--- Begin Selected text ---
Scientists Record the Longest Underwater Avalanche Ever

Scientists have measured an underwater mud avalanche that lasted two days and crossed more than 1,100 kilometers across the Atlantic Ocean floor.

The sediment avalanche, or turbidity current as the phenomenon is known, occurred underwater off West Africa and shifted huge amounts of sand and mud.

Scientists noticed it had taken place because it broke two underwater data cables, which slowed down internet traffic between Nigeria and South Africa.

However, they also had instruments in place that were capable of measuring the movement of underwater sediment.

The huge sediment flow actually occurred in January 2020, followed by another in March, but the team needed time to pore over their data.

Peter Talling, a professor of submarine geohazards at Durham University in the U.K., led the team of researchers behind the avalanche detection efforts.

He told the BBC: "This thing gradually got faster and faster. Because it erodes the seabed as it goes, it picks up sand and mud, which makes the flow denser and even quicker."

In a preprint whitepaper detailing the event, that has not yet been peer-reviewed, Talling and the team said the turbidity current was the furthest traveled sediment flow ever measured on Earth.

Such flows are generally poorly understood due to a lack of data, meaning they are hard to predict. Yet, they have the potential to disrupt underwater data cables over very large areas.
--- End Selected text ---
**Stated task 1**
Pull out each line of the rows below that contains the string "session".
--- Begin Material for this task ---
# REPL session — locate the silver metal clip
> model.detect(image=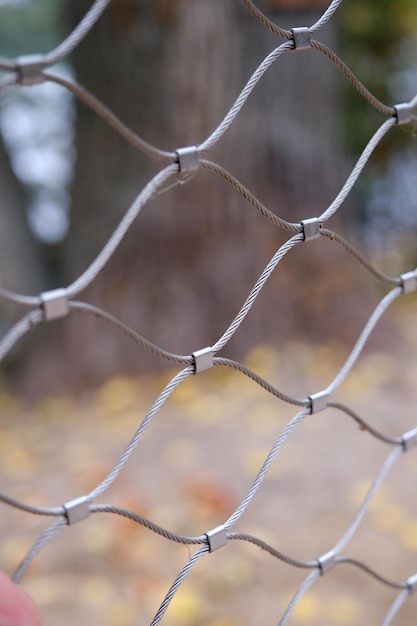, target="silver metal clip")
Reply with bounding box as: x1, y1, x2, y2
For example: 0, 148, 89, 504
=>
401, 428, 417, 452
63, 496, 90, 526
40, 289, 69, 322
400, 270, 417, 293
291, 26, 311, 50
301, 217, 320, 241
192, 347, 214, 374
175, 146, 199, 175
318, 550, 336, 576
16, 54, 46, 85
206, 526, 227, 552
394, 102, 412, 126
407, 574, 417, 596
308, 391, 329, 415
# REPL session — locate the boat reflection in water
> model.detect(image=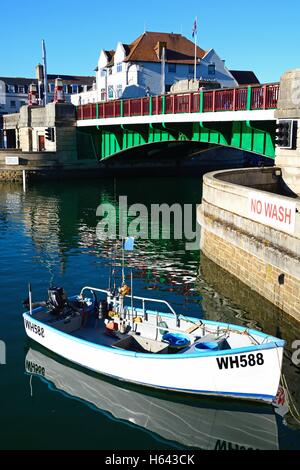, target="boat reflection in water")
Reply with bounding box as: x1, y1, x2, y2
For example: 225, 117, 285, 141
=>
25, 348, 279, 450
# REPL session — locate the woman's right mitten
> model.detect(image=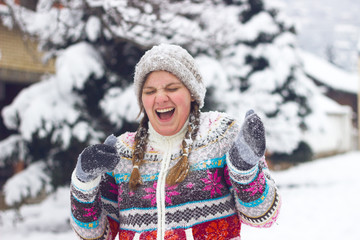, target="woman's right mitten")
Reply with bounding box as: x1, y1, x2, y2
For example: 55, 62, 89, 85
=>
75, 135, 120, 182
229, 110, 266, 170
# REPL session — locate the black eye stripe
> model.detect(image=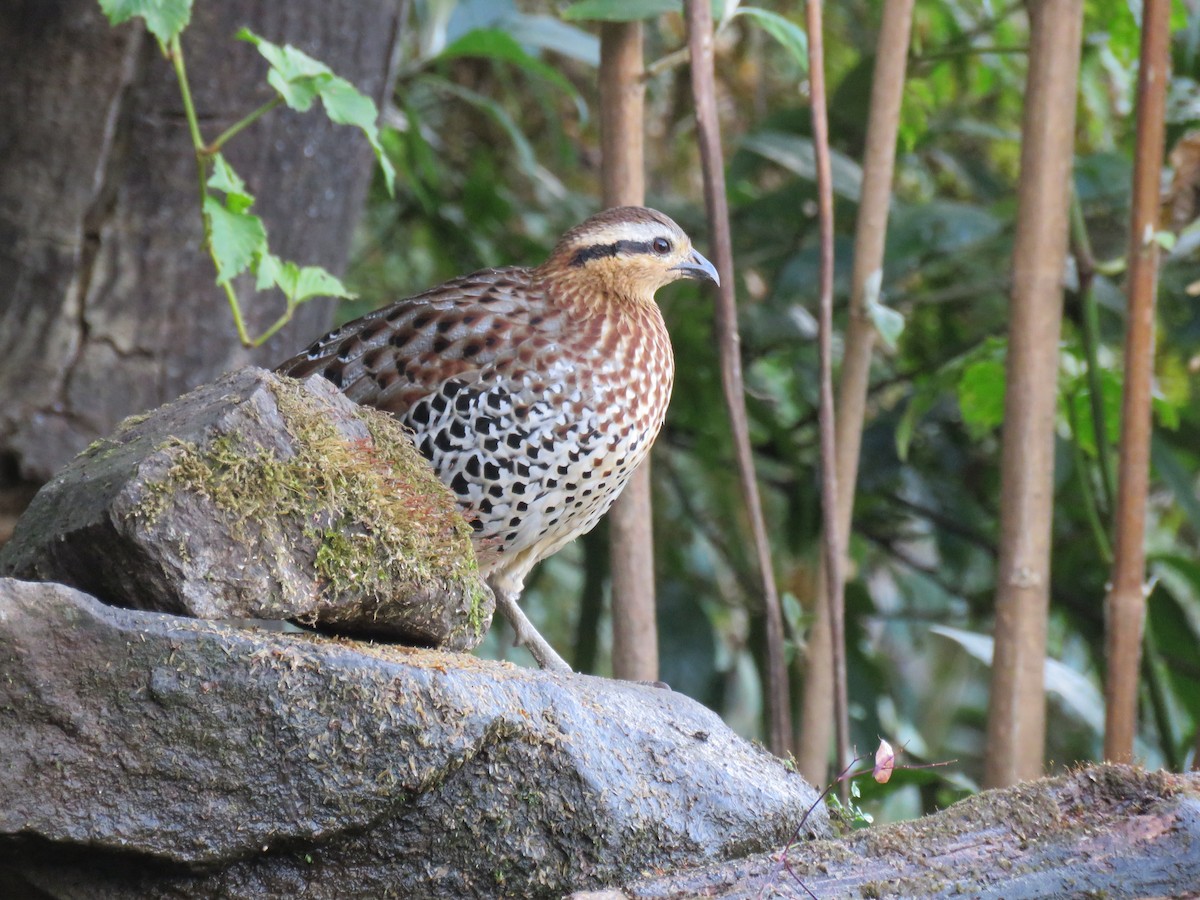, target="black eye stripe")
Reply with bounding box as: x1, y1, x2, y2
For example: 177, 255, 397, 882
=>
571, 241, 654, 266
--- End Material for this task ---
**Stated task 2**
Decide whether each statement agrees with the article above on the underwater avalanche, answering yes or no and quoting the words that settle it: (a) the avalanche lasted two days; (b) the huge sediment flow occurred in March 2020; (c) the preprint describing the event has been peer-reviewed.

**Task output 1**
# REPL session — locate the silver metal clip
# REPL session — locate the boat reflection in water
# REPL session — locate the woman's right mitten
# REPL session — locate the black eye stripe

**Task output 2**
(a) Yes: "lasted two days"
(b) No: "The huge sediment flow actually occurred in January 2020, followed by another in March"
(c) No: "that has not yet been peer-reviewed"